(Beginning of Input data)

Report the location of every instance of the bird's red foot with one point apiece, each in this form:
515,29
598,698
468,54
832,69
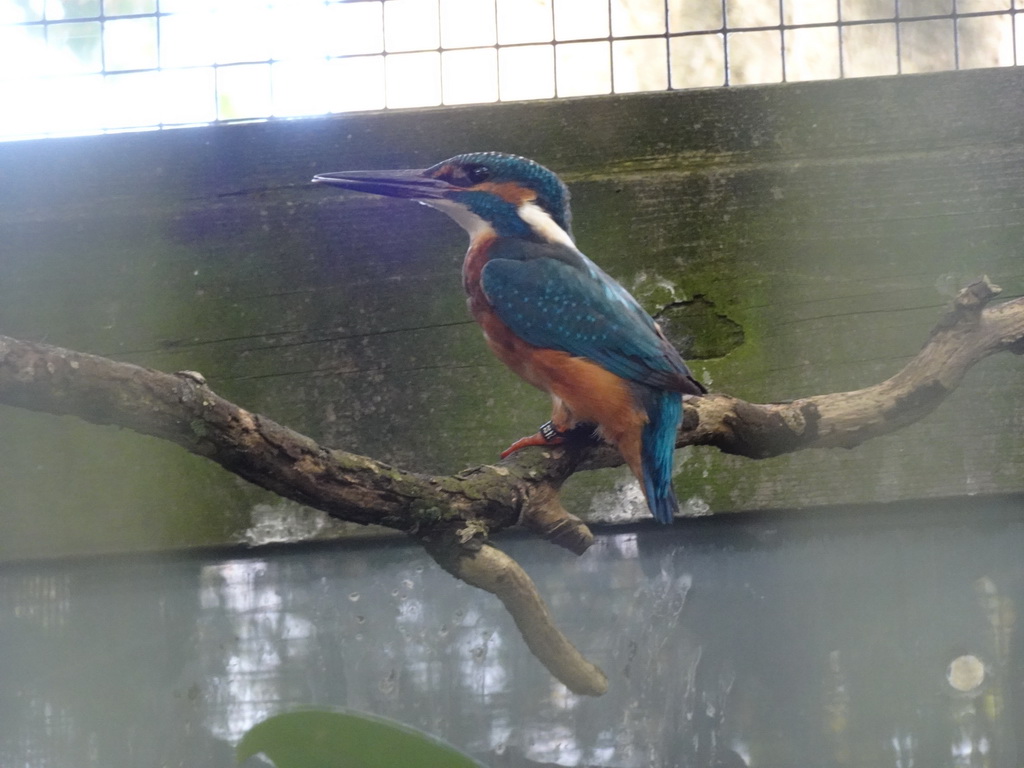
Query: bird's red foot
548,434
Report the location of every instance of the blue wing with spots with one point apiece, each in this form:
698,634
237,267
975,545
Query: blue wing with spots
556,298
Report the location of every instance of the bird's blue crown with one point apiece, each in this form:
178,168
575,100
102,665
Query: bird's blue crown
495,169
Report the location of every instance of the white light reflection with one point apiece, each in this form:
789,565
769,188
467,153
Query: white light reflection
247,640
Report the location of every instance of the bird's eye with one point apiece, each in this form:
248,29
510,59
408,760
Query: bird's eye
477,173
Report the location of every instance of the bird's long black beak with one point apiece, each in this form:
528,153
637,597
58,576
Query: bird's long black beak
409,184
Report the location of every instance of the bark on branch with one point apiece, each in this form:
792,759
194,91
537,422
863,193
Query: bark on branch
454,515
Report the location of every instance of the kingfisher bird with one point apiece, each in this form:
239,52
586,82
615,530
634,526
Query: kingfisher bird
550,313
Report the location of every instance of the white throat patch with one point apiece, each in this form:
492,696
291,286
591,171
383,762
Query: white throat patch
542,223
462,216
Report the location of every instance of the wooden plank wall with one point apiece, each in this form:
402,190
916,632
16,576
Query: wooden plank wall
796,240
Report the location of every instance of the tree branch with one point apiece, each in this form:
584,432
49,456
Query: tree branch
454,515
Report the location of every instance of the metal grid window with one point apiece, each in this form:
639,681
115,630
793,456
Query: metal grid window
72,67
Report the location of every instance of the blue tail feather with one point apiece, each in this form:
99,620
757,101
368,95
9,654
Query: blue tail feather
665,411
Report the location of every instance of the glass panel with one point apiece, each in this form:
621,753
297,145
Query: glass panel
76,47
355,28
188,95
469,76
411,25
755,57
128,7
526,72
579,19
583,69
697,60
243,91
985,41
927,46
298,87
859,10
299,30
925,7
803,642
640,66
812,53
739,13
130,44
869,50
58,9
524,22
466,24
23,10
133,99
413,79
355,83
637,17
695,15
979,6
187,40
242,37
808,11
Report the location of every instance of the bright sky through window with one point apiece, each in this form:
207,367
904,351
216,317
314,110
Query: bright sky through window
72,67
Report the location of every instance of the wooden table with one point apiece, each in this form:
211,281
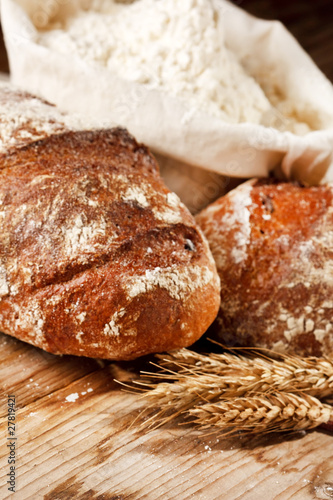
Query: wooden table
73,421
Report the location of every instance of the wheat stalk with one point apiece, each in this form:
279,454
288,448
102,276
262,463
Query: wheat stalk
263,393
263,414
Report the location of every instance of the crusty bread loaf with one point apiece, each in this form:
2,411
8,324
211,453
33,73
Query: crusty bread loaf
97,257
273,246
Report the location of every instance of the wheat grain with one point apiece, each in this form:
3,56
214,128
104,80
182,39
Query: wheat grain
250,392
240,374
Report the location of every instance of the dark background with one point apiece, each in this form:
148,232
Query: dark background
311,22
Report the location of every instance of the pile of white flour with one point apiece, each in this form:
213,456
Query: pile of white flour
176,46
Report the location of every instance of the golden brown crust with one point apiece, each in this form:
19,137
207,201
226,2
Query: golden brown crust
97,257
273,245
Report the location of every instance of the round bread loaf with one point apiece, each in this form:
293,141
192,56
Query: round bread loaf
273,246
97,257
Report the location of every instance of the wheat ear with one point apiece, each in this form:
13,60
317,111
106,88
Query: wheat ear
265,394
263,414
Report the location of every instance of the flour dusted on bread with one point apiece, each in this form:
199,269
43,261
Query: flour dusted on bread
273,247
97,257
178,47
25,118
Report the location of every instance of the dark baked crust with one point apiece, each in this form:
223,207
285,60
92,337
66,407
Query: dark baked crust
273,245
97,257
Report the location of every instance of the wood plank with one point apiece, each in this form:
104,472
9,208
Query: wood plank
85,448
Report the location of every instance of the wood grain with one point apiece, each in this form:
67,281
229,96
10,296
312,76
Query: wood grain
86,449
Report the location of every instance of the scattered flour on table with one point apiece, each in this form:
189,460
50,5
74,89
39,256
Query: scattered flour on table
175,46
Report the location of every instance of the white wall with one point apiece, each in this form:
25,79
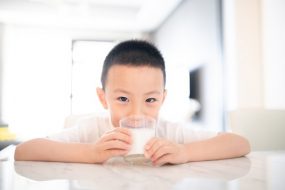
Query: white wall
188,39
37,77
254,53
243,64
273,29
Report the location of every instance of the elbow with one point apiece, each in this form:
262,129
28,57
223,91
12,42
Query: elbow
247,147
17,154
243,146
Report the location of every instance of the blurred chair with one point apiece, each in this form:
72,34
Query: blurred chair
265,129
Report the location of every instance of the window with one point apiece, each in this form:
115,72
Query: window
88,58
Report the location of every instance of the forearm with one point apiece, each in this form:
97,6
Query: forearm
222,146
48,150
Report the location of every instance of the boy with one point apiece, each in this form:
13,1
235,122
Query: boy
133,80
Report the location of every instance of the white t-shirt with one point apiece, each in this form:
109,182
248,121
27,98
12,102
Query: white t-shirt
90,129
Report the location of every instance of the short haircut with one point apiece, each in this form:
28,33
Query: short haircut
133,53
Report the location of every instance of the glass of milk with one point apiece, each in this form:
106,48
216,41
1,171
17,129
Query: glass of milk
142,129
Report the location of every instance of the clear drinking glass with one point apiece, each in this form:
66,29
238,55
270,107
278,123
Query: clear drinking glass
142,129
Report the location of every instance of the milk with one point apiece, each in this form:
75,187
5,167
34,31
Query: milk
140,137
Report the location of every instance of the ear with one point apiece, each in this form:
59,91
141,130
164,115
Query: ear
101,96
164,95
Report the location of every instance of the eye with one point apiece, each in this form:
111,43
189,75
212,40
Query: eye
150,100
123,99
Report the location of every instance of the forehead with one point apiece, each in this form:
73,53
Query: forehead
135,78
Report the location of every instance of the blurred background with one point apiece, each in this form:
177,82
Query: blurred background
222,56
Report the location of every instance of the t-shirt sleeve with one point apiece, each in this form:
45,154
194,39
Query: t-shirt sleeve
85,131
179,133
192,135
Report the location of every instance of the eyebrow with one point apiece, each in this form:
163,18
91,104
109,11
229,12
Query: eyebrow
126,92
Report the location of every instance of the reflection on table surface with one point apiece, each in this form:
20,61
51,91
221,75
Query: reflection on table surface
259,170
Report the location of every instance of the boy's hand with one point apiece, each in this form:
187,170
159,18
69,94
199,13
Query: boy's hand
113,143
162,151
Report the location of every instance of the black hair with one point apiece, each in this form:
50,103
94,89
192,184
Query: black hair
133,53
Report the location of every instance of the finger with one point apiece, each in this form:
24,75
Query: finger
163,160
117,136
117,152
155,147
116,144
161,152
150,143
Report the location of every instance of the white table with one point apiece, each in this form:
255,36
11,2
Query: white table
258,170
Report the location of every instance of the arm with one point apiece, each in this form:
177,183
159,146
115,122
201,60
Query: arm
48,150
222,146
113,143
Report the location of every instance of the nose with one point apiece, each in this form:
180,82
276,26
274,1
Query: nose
136,109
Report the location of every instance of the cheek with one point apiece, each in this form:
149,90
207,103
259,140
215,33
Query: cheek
116,114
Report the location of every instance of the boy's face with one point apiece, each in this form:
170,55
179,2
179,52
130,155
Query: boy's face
131,90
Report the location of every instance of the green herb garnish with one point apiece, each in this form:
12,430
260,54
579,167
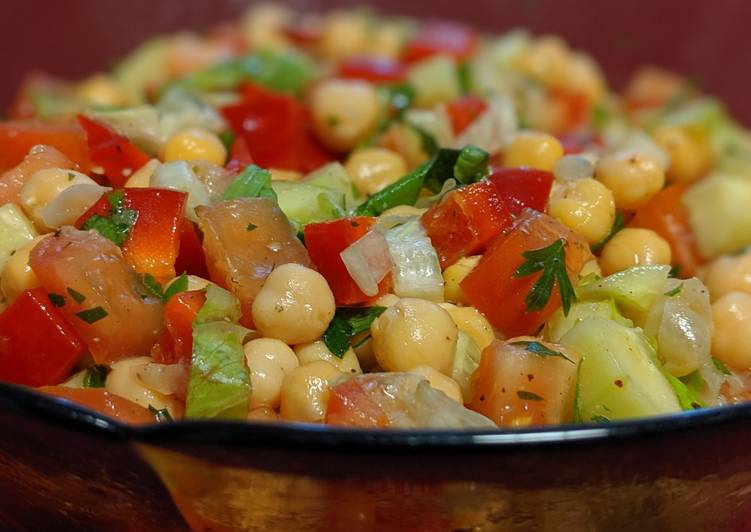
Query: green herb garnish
551,261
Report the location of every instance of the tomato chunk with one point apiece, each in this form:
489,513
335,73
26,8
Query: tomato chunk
665,215
115,154
492,288
17,137
465,221
522,188
325,241
37,345
515,387
104,300
154,241
100,400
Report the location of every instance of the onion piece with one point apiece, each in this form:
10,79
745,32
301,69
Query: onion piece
368,261
417,272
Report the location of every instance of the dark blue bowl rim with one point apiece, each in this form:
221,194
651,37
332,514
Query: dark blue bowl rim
48,409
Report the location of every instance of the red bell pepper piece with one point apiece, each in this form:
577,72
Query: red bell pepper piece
522,188
154,241
440,37
17,137
115,154
373,69
492,288
176,343
276,128
325,241
38,346
465,221
464,111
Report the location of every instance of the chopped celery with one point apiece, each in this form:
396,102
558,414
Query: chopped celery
618,377
16,230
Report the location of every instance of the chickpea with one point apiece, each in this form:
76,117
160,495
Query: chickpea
469,320
344,112
373,169
440,382
17,276
294,305
312,351
305,392
412,333
454,275
728,274
634,247
533,149
587,208
690,158
194,143
731,342
633,178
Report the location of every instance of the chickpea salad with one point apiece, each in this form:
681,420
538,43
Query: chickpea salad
374,222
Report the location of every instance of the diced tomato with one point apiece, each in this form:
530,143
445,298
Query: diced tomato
154,241
465,221
191,258
100,400
516,387
17,137
37,345
276,128
665,215
523,188
440,37
373,69
464,111
239,155
39,158
176,344
115,154
325,241
104,300
492,288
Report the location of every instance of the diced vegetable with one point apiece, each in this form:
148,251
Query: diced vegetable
93,267
523,381
240,259
618,377
39,347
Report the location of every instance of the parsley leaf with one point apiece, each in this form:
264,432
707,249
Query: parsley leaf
348,322
541,350
117,225
551,260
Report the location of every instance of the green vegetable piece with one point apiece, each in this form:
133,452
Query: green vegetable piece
253,182
219,383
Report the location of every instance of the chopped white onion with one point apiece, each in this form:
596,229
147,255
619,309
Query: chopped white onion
417,272
368,261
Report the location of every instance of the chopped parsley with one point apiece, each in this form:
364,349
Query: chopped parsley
551,261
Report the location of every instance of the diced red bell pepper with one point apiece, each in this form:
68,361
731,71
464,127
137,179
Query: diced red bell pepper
176,343
373,69
665,215
276,128
464,111
325,241
153,244
523,188
440,37
38,346
191,258
465,221
17,137
115,154
492,288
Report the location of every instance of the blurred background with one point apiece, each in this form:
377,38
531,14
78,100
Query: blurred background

(End of Input data)

• Task prompt
Word for word, restate the lines from the first line of the material through the line containing "Report the location of every instance of the white light", with the pictures left out.

• Task answer
Report the location of every instance of the bird's red foot with one point apiece, each in this form:
515,29
598,698
468,54
832,69
Query: bird's red foot
548,434
Report the location of every instance of the blue wing with spots with one point apiece, each in this form:
698,634
237,267
975,545
Query: blue wing with spots
556,298
Report the location of every instance of the bird's blue crown with one point apiece, each in this form:
178,168
575,100
102,665
Query: bird's blue crown
495,169
Report the location of every instance of the white light reflection with one point apiece, each in this form:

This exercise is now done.